Texte fourni:
Les palmiers et les arbres fruitiers sont plantés avec une telle densité qu’on dirait une partie d’une jungle tropicale, ils ne respectent aucune règle de géométrie, ils sont éparpillés suivant des raisons connues uniquement par le Khammess qui les a plantés et qui maîtrise le circuit d’eau de son jardin.Dans mon village, à Nefta, les couleurs ont un spectre différent de ce qu’on a l’habitude de voir partout et ailleurs. Au printemps, quand les arbres commencent à fleurir, les couleurs se marient et ces jardins se transforment en un véritable Eden.
Quand vient l’automne, et que les dates mûrissent et lorsque les sommets des palmiers sont éclairés par les derniers rayons du soleil couchant, les couleurs se délayent en un surprenant tableau qu’aucun peintre ne sera capable de reproduire la tonalité.Les grappes de dattes affichent chaque teinte du jaune clair, à travers l’orange, le vermillon, le marron au pourpre, au crème brun ambré et avec leurs tiges jaunes brillantes, oranges ou ivoires elles contrastent d’une façon magnifique, tantôt avec le vert bleuté, tantôt avec le gris émoussé des couronnes de feuillages.L’Oasis de Nefta se trouve dans une dépression naturelle à la base même du Chott El Djérid. Il fut un temps ou Nefta était irriguée par une cinquantaine sources d’eau naturelles tièdes rassemblées en petites mares dans une zone appelée Corbeille.
La Corbeille donne naissance à un débit d’eau constant et relativement important qui se rassemble en un seul ruisseau qui va traverser le village et arroser tout l’oasis.
Le système d'irrigation à Tozeur et Nefta élaboré par Ibn Chabat a atteint une parfaite ingéniosité et minutie que le principe est d’usage jusqu’aujourd’hui. Le ruisseau principal qui rassemble les eaux de toutes les sources est divisé et subdivisé par une série de barrages faite de grosses bûches de palmiers pour devenir des petits rus qui sont à leurs tours subdivisés par le même principe en canaux appelés "Séguias" qui vont finir par arroser les jardins "Ghabas".
Tous les barrages principaux sont gardés et entretenus jour et nuit par des gardes de confiance afin d’éviter tout intervention abusive ou vol d’eau. Ces gardes sont payés par chaque propriétaire dont la "Ghaba" est irriguée par une eau qui passe par le barrage sous la responsabilité de ce premier.
L’Amine des Eaux est l'expert qui surveille le système entier. Il est sélectionné parmi les plus vieux habitants de la communauté qui jouissent de profondes connaissances en matières agricoles. Il a aussi pour fonction d’agir comme arbitre dans les différends à propos de droits de l'eau, les relations entre propriétaires et locataires, la vente de produits agricoles, etc… Annuellement, il lui revient de droit une quantité de dattes de premier choix prélevé sur chaque Ghaba.
Les frais d’entretien des canaux principaux d’eau sont prélevés sur tous les propriétaires terriens.

Jeu de données:
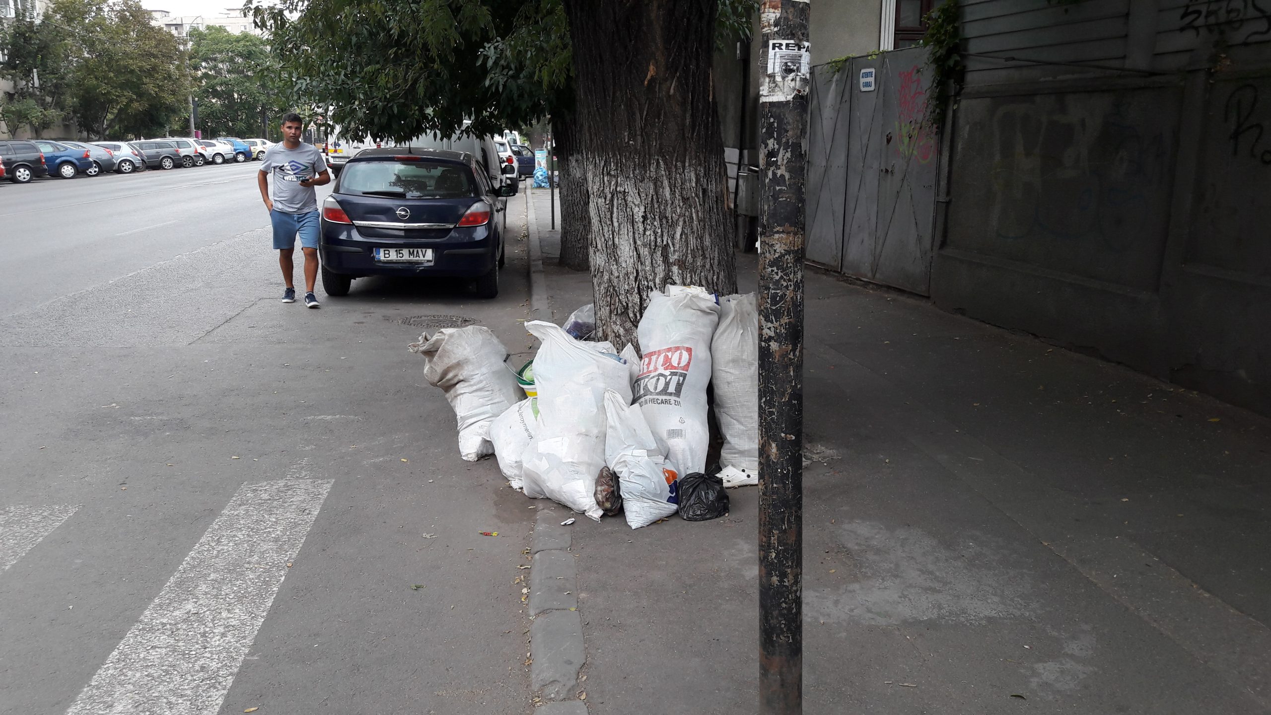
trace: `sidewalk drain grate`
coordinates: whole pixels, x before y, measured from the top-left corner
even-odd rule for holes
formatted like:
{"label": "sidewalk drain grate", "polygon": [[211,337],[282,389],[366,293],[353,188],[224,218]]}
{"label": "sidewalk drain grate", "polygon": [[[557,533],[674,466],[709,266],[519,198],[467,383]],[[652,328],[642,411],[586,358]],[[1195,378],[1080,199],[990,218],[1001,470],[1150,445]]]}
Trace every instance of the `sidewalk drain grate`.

Énoncé 1: Réécrivez le passage du texte sur l'oasis de Nefta allant de « Tous les barrages » jusqu'à « de ce premier. », en remplaçant « gardes » par « veilleurs ».
Énoncé 2: Rédigez la suite du texte sur l'irrigation de l'oasis de Nefta, en reprenant après sa dernière phrase.
Ces données n'ont aucun rapport avec le texte sur l'oasis de Nefta.

Réponse finale 1:
Tous les barrages principaux sont gardés et entretenus jour et nuit par des veilleurs de confiance afin d’éviter tout intervention abusive ou vol d’eau. Ces veilleurs sont payés par chaque propriétaire dont la "Ghaba" est irriguée par une eau qui passe par le barrage sous la responsabilité de ce premier.

Réponse finale 2:
Les petits canaux Seguias sont entretenus par les Khamessas qui ont aussi en charge l’entretien des petits barrages qui détournent l’eau à leurs Ghabas.
La quantité d’eau délivrée à chaque Ghaba est mesurée par une unité de temps à travers une clepsydre locale appelée "Gadouss" qui est un récipient métallique remplit en eau et perforé en bas d’un trou de dimension spéciale lui permettant de se vider complètement en cinq minutes.
Généralement, le temps nécessaire pour irriguer une Ghaba d’environ un hectare est de 55 minutes, soit 11 remplissages de Gadouss.
Afin de faciliter l’irrigation, chaque "Ghaba" est subdivisée en plusieurs petites parcelles plantées de légumes suivant la saison. Les Seguias traversent la Ghaba de façon sinueuse afin d’assurer l’irrigation de toutes les parcelles.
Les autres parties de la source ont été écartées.